PASSAGE TO READ:
◇ ◇ ◇ ◇
Polio Vaccine Demonstrates Importance of Immunization
Pictures of polio patients enclosed in iron lungs were common during the 20th century.
No one likes shots. But the diseases prevented by vaccinations, like polio, are more than a prick in the arm. Images of former President Franklin D. Roosevelt wheelchair bound and children infected with polio lying in iron lungs or with leg braces are reminders of how devastating polio was.
Richard Lampe, M.D., chairman of the Department of Pediatrics, said parents feared the disease and many would not let their children out of the house.
“I grew up in an era when every summer parents were afraid of their children contracting polio,” Lampe said. “Parents were afraid to let children use swimming pools in the summer for fear of getting polio. I can remember going to a church on a Sunday receiving a sugar cube with the oral polio vaccine as part of a community effort to halt the disease.”
A 1916 polio epidemic in the U.S. killed 6,000 people and paralyzed 27,000 more. In the early 1950s, there were more than 20,000 cases of polio each year. At its peak, poliomyelitis or polio, paralyzed and killed up to half a million people each year.
Dr. Jonas Salk developed the first effective polio vaccine in 1952. On Feb. 23, 1954, a group of children from Arsenal Elementary School in Pittsburgh received the first injections of the polio vaccine.
◇ ◇ ◇ ◇
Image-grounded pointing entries
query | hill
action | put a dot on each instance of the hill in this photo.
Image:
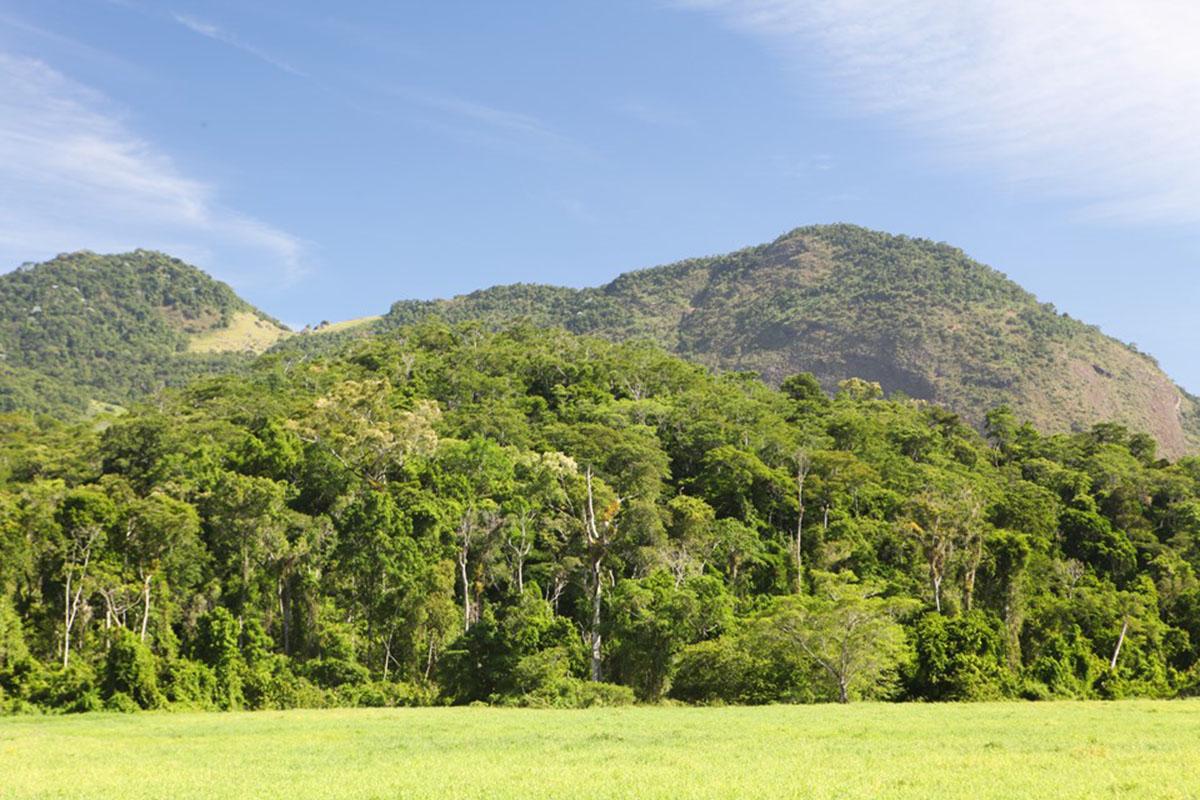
(840, 301)
(85, 328)
(531, 517)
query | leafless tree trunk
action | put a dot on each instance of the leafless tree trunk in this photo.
(803, 464)
(598, 536)
(1125, 629)
(72, 601)
(145, 603)
(521, 549)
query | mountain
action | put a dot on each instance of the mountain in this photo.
(840, 301)
(85, 331)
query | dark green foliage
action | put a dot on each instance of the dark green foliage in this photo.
(461, 516)
(960, 659)
(131, 671)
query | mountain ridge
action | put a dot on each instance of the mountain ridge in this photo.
(915, 316)
(841, 301)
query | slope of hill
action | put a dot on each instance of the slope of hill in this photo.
(843, 301)
(85, 328)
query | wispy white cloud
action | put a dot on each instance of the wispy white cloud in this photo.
(232, 40)
(480, 122)
(73, 175)
(1097, 100)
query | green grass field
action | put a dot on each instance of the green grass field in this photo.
(1015, 750)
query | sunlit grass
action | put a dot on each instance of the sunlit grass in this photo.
(246, 332)
(1017, 750)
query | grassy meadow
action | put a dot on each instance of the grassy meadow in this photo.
(1138, 749)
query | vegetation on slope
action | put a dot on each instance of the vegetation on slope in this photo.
(843, 301)
(111, 328)
(531, 517)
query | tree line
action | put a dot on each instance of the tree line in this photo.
(455, 515)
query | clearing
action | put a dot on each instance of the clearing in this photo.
(1138, 749)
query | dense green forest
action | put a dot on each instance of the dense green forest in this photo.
(533, 517)
(84, 330)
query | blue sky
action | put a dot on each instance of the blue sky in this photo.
(329, 158)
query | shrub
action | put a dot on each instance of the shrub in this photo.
(131, 671)
(123, 703)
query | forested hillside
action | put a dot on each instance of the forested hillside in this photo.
(85, 329)
(533, 517)
(843, 301)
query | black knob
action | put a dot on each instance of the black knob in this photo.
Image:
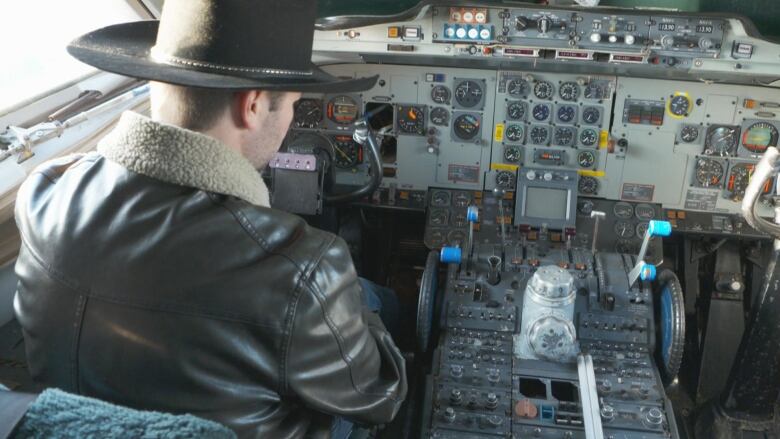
(521, 23)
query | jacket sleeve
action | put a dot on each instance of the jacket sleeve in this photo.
(340, 359)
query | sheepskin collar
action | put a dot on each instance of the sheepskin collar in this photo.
(183, 157)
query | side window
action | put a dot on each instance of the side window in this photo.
(35, 34)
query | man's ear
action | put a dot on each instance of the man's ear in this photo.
(248, 105)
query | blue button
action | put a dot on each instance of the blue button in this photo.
(660, 228)
(472, 214)
(450, 255)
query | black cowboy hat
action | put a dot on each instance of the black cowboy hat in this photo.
(230, 44)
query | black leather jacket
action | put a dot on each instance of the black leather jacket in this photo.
(172, 298)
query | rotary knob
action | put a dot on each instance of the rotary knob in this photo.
(521, 23)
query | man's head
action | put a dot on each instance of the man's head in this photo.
(252, 122)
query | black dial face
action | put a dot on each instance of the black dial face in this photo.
(440, 116)
(541, 112)
(595, 90)
(439, 218)
(759, 136)
(585, 207)
(721, 141)
(569, 91)
(644, 212)
(624, 229)
(563, 136)
(468, 94)
(515, 111)
(504, 179)
(709, 172)
(539, 135)
(440, 199)
(440, 94)
(513, 153)
(566, 113)
(589, 137)
(308, 113)
(343, 110)
(588, 185)
(411, 120)
(641, 229)
(689, 133)
(680, 105)
(586, 159)
(346, 153)
(591, 115)
(623, 210)
(517, 87)
(739, 178)
(544, 90)
(466, 126)
(515, 133)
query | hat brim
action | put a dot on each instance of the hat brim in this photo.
(125, 49)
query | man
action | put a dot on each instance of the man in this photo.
(152, 272)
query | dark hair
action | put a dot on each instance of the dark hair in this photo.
(200, 108)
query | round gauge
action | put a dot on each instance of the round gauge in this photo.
(513, 153)
(739, 178)
(689, 133)
(456, 238)
(680, 105)
(462, 199)
(563, 136)
(514, 133)
(709, 172)
(439, 218)
(459, 220)
(624, 229)
(591, 115)
(411, 120)
(586, 159)
(585, 207)
(595, 90)
(721, 141)
(504, 179)
(517, 87)
(623, 210)
(588, 185)
(566, 113)
(440, 94)
(435, 239)
(759, 136)
(440, 116)
(641, 229)
(569, 91)
(589, 137)
(342, 110)
(543, 90)
(539, 135)
(308, 113)
(644, 212)
(347, 153)
(468, 94)
(541, 112)
(515, 111)
(440, 199)
(466, 126)
(625, 247)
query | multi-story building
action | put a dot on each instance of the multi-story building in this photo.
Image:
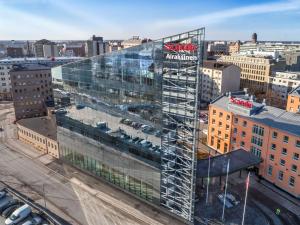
(7, 63)
(237, 121)
(40, 132)
(234, 48)
(255, 71)
(15, 52)
(94, 46)
(134, 41)
(45, 48)
(217, 79)
(279, 86)
(293, 101)
(133, 120)
(31, 90)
◇ ◇ ◇ ◇
THE PROBLEM: Could you carry the article on the polio vaccine further, picking up right after its final sentence? The entries are separate material, unrelated to the article on the polio vaccine.

WRITTEN ANSWER:
Lampe said polio is caused by a virus and enters the body through the mouth. In the ‘50s it caused paralysis or death, usually by paralyzing the muscles that helped patients breathe.
“I practice in the United States where the last case of Polio was in 1979,” Lampe said. “But polio has not been eliminated from the rest of the world. The only way to be protected is to receive the vaccine.”
Lampe said children should get four doses of the polio vaccine at these ages:
- a dose at 2 months
- a dose at 4 months
- a dose at 6-18 months
- a booster dose at 4-6 years
Some combination vaccines (several different vaccines in the same shot) contain the polio vaccine. Children getting these vaccines may need one more (a fifth) dose.
“Who would not want their child to be protected from a preventable cause of paralysis or death,” Lampe said. “Vaccines are safe and effective and are our most effective way to prevent polio. Iron lungs and respirators belong in museums—not to treat polio when it is preventable.”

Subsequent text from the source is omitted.